§ Reading passage
%%

Writer / Creator Sergio Clavijo has somehow been able to mix the best elements of The Ninja Turtles, The Empire Strikes Back and the Karate Kid and make a unique and inspiring story. His characters are full of excitement and the story moves at a nice pace with plenty of action and animals. Artist / Colorist Aleth Romanillos is in one word, amazing. His style, panel layouts and colors bring this world to life. As you look at the pictures, you can’t help but feel good and smile. I don’t know how much editing Nanci Lillie had to do, because this book seems to have just put itself together. The perfect creative team for the perfect comic.

For me Dragon Frog # 1 brought back the feelings I had when I first read the Teenage Mutant Ninja Turtles way back in 1983; a fun and completely different comic. Dragon Frog is an all ages comic so big it’s in magazine size. Bigger art, bigger story and bigger fun!

Matman Rating – 5 out 5 web fingered karate frogs

4-7-09:  American McGee's Grimm #1 Review

by Brian LeTendre

In the first issue of American McGee’s Grimm, the creative team of Dwight MacPherson and Grant Bond unleash the titular character of the video game upon the traditional superhero comic.

For those that haven’t played the game, Grimm is a dwarf that is disgusted by how fairytales have become sweet and sappy, full of happy endings.  He wants to return to the days when fairy tales were dark, filled with harsh lessons and cruel realities.  In the game, players control Grimm as he rampages through well known stories spreading darkness and mayhem.  A trail of darkness follows him wherever he goes, and he has a “butt stomp” move that increases the range of his darkness-spreading power.  As Grimm corrupts the world around him, the fairy tales lose their sugar coating, and their dark and violent roots are revealed.

For the comic, writer Dwight MacPherson does a great job of picking up Grimm’s story and running with it.  In Issue #1, Grimm has pretty much corrupted all of the fairy tales he can, and he’s looking for a new challenge.  He decides to make the world of comics his next target, as it’s filled with stereotypes and clichés.  His first order of business is to deal with superhero comics.  What follows is basically a skewering of the comic book theme of good guys triumphing over bad guys.  Grimm pays a visit to the supervillain fraternity and gives them an upgrade.  He then proceeds to put together a plan to take down the good guys once and for all.  With Grimm on their side, the villains finally manage to turn the tables, and the outcome for the heroes is a decidedly unhappy ending.  The story is filled with witty dialogue and nods to both well-known superheroes and well-known storylines.

%%

Position identification records:
%%

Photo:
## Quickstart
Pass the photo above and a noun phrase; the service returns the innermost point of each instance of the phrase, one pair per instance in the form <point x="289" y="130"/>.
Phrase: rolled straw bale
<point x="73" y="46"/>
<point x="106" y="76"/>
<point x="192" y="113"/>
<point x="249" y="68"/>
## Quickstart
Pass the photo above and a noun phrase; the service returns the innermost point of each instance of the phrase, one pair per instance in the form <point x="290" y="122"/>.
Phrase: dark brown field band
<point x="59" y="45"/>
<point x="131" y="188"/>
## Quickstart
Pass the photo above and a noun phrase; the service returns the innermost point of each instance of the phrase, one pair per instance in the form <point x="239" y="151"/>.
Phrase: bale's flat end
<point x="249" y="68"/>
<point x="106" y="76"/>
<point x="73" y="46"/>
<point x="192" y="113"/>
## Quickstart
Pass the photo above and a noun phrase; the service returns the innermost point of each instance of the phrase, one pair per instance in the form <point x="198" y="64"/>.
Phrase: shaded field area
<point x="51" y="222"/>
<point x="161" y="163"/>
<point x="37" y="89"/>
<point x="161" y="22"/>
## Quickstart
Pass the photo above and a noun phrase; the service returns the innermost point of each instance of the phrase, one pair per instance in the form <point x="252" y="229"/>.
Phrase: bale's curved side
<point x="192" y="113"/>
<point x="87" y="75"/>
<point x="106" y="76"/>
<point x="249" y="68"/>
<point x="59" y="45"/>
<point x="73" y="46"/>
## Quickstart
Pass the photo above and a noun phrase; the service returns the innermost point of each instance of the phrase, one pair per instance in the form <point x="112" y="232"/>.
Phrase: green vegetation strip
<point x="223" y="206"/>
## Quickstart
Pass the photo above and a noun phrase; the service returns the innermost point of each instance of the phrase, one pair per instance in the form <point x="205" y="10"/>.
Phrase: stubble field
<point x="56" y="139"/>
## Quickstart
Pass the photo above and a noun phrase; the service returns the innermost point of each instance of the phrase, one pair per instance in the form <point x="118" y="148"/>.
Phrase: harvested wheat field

%%

§ Work to do
**a)** Which lines in the rows contain the word "bale"? Locate and copy each of them, and note that case counts.
**b)** Could you go on with the comic book reviews from the point where they stop?

§ Task-by-task outputs
**a)**
Phrase: rolled straw bale
Phrase: bale's flat end
Phrase: bale's curved side

**b)**
Grant Bond expertly handles the art in this book, taking the look and feel of the Grimm videogame and contrasting it with a traditional comic book style.  As the story progresses, so does Grimm’s influence in the comic world, and Bond keeps the art in sync with the story all the way.

Whether you’re a fan of the game or not, American McGee’s Grimm #1 provides a great parody of our beloved comic genre that is worth a read for any comic fan.  The comic hits stores April 29th, and anyone wanting to check out the game can play a free episode of it over at www.gametap.com

4 out of 5 Twisted Tales

4-3-09:  Irredeemable #1 Review

by Brian LeTendre

Wow.  Mark Waid’s Irredeemable # 1 punches you in the mouth, knocks you down and then keeps pummeling you until you black out.  It’s everything a first issue should be and more. 

Irredeemable is the story of the Plutonian, a Superman-like character who goes from being the world’s greatest superhero to the world’s most dangerous villain.  The first issue throws readers into the story after it’s already begun.  A hero named The Hornet is desperately trying to get his wife and kids out of the house before the Plutonian finds them.  Unfortunately for them, they don’t get out in time.

We then see the remainder of what used to be the Plutonian’s superhero fraternity trying to figure out a way to stop him.   We also find out the reason behind the Plutonian’s change from hero to villain.  He became obsessed with people who criticized him and mocked him, losing his faith in humanity after seeing their compulsion to tear their heroes down.  Now he’s coming after all of the heroes he used to serve with, taking them out one by one.

There’s surely more to the backstory of just what made the Plutonian snap, but Waid does a great job of setting up the series in a tightly written first issue.  Peter Krause gives the book a great look, really nailing the emotional moments in the story.

Irredeemable #1 is a terrific start to what may be one of the standout series of 2009.  A must buy.

5 out of 5 Heroes Running Scared

3-30-09: Wolverine - Prodigal Son (Del Rey / Marvel)

by the Matman

When Antony Johnston asked if I’d be interested in reviewing his latest work, I said yes right away. After all,
Antony is the writer of some incredible and thought provoking books like Wasteland and Dead Space and very instrumental in the early success of Secret Identity. So when I asked what it was he said “a manga take on Wolverine”.

Uh – Oh! I’m not a Wolverine fan, nor do I read any manga! This wasn’t looking good. How do i get outta this!

So when I popped open this smallish book the first thing I noticed was the panel layout. Instead of traditional flat and even boarders they were schizophrenic. But I read on.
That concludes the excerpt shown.